* Entries drawn from a collection

----------------------------------------

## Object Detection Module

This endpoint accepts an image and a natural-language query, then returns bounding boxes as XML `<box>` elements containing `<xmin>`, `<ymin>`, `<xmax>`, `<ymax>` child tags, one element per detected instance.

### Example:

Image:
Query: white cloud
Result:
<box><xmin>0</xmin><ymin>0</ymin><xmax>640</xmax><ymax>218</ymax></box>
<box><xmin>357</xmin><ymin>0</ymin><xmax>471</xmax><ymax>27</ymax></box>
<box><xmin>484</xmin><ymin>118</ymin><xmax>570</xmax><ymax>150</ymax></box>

----------------------------------------

Print every line above word for word, with no changes.

* THE ANSWER
## Object Detection Module

This endpoint accepts an image and a natural-language query, then returns bounding boxes as XML `<box>` elements containing `<xmin>`, `<ymin>`, `<xmax>`, `<ymax>` child tags, one element per detected instance.

### Example:

Image:
Query: white cloud
Result:
<box><xmin>0</xmin><ymin>0</ymin><xmax>640</xmax><ymax>218</ymax></box>
<box><xmin>357</xmin><ymin>0</ymin><xmax>471</xmax><ymax>27</ymax></box>
<box><xmin>484</xmin><ymin>118</ymin><xmax>570</xmax><ymax>150</ymax></box>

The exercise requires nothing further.